ページ本文
カルデラ噴火は最悪の予測だが、
「たまっているマグマの量から考えて、クシャミ程度で済むことはまずない。相当、大きなのを覚悟しておいたほうがいい。大正時代の大噴火の際は、直後に大きな地震が発生した。今回も降灰の影響が大きく、当然、桜島から52キロ離れた川内原発にも影響は及ぶと思います」(琉球大理学部・木村政昭名誉教授)
ちょうど100年前に起こった大正大噴火は午前10時、桜島南岳の噴火で始まった。1時間もしないうちに鹿児島市内に降灰が始まり、連続して噴火が起こる。その勢いは熾烈さを増し、お昼前には巨大な岩石が噴出。昼過ぎには桜島全島が黒煙、白煙に包まれた。そして夕方になると、震度6の直下型地震が発生し、鹿児島市内では家屋や石塀が倒壊した。夜になると爆発音はさらに激化し、火山雷がとどろいた。今回も100年前と同じような噴火になる可能性が高いのだ。
大噴火が起きると川内原発はどうなるのか。京都大学原子炉実験所・前助教の小出裕章氏に聞いた。

位置特定用データ
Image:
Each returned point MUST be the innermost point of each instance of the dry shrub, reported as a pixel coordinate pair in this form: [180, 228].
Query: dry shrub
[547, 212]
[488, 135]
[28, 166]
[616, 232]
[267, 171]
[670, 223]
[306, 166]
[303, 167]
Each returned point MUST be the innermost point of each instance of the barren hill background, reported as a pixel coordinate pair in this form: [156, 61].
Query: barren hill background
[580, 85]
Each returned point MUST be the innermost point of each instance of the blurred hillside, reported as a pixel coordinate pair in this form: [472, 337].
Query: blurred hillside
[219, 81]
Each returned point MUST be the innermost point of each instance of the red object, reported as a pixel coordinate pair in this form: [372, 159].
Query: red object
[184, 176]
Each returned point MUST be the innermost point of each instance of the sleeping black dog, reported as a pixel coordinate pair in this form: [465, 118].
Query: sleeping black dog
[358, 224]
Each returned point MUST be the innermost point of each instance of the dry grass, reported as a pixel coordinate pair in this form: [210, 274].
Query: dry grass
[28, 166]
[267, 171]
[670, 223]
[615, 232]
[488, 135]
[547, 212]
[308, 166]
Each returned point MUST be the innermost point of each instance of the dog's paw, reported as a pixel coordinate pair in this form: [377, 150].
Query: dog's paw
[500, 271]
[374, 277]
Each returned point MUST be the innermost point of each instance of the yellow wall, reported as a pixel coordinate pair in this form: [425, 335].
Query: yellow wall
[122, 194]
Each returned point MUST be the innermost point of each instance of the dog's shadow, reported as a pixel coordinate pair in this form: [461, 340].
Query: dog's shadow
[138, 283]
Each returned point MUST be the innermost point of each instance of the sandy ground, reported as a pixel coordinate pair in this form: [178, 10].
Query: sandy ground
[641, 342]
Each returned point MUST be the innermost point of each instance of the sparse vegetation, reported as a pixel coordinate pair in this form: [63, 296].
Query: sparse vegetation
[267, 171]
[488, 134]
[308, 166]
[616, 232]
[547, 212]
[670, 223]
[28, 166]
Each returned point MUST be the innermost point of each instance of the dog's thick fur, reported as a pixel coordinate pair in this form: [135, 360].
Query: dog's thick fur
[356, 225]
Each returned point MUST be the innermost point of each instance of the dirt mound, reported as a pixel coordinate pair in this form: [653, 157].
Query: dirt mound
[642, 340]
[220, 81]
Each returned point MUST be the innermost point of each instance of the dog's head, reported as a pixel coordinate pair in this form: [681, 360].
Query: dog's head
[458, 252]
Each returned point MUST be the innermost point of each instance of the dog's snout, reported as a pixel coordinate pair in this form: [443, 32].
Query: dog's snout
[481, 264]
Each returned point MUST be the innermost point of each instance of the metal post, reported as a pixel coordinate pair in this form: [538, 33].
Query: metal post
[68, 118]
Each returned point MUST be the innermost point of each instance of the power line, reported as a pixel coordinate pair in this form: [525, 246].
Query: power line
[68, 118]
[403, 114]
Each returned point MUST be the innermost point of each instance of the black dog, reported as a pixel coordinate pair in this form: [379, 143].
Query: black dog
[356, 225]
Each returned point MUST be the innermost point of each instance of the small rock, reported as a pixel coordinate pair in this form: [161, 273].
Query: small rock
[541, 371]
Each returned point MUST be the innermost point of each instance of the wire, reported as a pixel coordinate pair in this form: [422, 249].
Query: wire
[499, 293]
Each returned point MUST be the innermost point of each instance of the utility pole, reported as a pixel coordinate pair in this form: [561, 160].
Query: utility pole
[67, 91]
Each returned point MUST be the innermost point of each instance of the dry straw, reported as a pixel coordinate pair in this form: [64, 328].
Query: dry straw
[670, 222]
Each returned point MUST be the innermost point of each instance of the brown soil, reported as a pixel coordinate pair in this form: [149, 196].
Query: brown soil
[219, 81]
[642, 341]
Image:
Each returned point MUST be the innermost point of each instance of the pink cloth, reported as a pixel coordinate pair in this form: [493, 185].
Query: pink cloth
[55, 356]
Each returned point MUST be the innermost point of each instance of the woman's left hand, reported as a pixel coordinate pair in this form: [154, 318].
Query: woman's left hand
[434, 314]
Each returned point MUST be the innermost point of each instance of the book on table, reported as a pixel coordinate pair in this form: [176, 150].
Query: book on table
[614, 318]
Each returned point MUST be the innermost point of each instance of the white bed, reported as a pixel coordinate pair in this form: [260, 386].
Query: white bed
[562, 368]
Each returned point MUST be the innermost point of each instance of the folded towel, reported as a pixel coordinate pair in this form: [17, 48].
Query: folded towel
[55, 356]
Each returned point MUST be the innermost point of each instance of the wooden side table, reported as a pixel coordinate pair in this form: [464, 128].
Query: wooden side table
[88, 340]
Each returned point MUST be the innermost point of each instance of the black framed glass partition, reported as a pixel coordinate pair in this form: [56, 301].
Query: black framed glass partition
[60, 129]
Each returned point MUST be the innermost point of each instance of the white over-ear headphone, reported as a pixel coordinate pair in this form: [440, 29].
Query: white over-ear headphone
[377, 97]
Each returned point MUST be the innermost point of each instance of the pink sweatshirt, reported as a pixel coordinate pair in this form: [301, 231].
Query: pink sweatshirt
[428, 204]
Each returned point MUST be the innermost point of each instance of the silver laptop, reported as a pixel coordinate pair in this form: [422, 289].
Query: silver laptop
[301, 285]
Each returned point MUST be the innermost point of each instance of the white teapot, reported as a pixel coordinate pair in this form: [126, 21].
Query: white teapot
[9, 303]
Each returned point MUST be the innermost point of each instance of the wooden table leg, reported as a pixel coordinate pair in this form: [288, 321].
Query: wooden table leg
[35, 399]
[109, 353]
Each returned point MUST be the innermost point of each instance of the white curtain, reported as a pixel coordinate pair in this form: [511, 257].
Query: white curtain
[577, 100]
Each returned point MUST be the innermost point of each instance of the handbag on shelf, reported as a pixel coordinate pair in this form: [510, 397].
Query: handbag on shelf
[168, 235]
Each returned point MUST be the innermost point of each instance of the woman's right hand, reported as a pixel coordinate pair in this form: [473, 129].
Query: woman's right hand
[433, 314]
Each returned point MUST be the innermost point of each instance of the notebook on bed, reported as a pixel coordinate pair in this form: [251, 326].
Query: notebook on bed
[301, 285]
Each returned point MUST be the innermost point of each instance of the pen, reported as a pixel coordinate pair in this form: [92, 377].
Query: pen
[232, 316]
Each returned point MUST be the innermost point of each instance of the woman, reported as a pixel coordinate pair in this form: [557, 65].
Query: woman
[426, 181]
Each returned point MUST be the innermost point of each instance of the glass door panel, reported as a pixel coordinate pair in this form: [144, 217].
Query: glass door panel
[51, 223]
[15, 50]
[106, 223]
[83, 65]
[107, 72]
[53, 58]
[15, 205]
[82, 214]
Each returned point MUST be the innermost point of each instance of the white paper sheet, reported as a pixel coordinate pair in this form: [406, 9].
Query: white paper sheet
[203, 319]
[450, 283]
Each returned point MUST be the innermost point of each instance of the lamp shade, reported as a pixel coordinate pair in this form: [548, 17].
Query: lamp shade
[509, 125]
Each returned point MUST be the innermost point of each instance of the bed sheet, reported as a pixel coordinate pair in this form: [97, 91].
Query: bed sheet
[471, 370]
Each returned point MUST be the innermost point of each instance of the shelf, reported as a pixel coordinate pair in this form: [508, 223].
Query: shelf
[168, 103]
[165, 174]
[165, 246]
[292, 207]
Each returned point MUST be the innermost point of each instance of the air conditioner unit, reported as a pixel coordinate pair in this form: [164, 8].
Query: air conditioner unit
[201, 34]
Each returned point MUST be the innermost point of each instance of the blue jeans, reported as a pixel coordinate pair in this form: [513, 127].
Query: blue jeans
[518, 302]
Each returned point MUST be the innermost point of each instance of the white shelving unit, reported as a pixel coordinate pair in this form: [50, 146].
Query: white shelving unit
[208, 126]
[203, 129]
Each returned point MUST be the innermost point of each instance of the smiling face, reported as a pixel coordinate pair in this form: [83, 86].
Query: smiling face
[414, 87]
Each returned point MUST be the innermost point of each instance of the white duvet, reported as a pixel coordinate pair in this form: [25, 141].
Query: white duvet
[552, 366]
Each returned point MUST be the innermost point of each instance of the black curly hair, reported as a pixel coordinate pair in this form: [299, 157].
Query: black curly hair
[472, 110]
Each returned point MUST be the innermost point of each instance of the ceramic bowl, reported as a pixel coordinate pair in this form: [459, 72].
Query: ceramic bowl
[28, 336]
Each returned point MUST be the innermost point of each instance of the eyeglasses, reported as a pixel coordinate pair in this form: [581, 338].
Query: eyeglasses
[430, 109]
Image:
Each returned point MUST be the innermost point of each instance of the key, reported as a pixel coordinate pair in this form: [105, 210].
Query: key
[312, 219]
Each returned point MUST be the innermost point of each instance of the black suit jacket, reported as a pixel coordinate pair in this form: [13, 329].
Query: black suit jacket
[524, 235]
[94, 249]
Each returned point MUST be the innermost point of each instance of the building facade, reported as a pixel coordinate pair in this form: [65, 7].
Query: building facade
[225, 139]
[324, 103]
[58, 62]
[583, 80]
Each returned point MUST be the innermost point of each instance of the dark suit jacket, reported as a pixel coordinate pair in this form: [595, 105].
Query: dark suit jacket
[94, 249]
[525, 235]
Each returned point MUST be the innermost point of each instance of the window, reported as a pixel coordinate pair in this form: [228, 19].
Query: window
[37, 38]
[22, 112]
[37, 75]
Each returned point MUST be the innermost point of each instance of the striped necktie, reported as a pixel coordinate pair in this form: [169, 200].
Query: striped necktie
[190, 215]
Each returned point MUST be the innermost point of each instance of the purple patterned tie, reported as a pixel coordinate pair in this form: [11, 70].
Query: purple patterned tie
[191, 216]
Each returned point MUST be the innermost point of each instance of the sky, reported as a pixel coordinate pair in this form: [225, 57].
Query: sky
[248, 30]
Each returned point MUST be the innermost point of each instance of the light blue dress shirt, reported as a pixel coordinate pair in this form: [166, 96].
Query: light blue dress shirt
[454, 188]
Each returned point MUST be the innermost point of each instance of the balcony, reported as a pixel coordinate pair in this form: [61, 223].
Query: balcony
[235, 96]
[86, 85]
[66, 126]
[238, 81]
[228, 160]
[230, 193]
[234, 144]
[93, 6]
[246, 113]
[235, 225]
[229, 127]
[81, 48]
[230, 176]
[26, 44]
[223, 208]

課題の説明
桜島の噴火に関する本文のうち、「カルデラ噴火は最悪の予測だが、」から「噴火になる可能性が高いのだ。」までの部分（両端を含む）を、「鹿児島市内」を「市街地」に置き換えて書き直してください。

課題への回答
カルデラ噴火は最悪の予測だが、
「たまっているマグマの量から考えて、クシャミ程度で済むことはまずない。相当、大きなのを覚悟しておいたほうがいい。大正時代の大噴火の際は、直後に大きな地震が発生した。今回も降灰の影響が大きく、当然、桜島から52キロ離れた川内原発にも影響は及ぶと思います」(琉球大理学部・木村政昭名誉教授)
ちょうど100年前に起こった大正大噴火は午前10時、桜島南岳の噴火で始まった。1時間もしないうちに市街地に降灰が始まり、連続して噴火が起こる。その勢いは熾烈さを増し、お昼前には巨大な岩石が噴出。昼過ぎには桜島全島が黒煙、白煙に包まれた。そして夕方になると、震度6の直下型地震が発生し、市街地では家屋や石塀が倒壊した。夜になると爆発音はさらに激化し、火山雷がとどろいた。今回も100年前と同じような噴火になる可能性が高いのだ。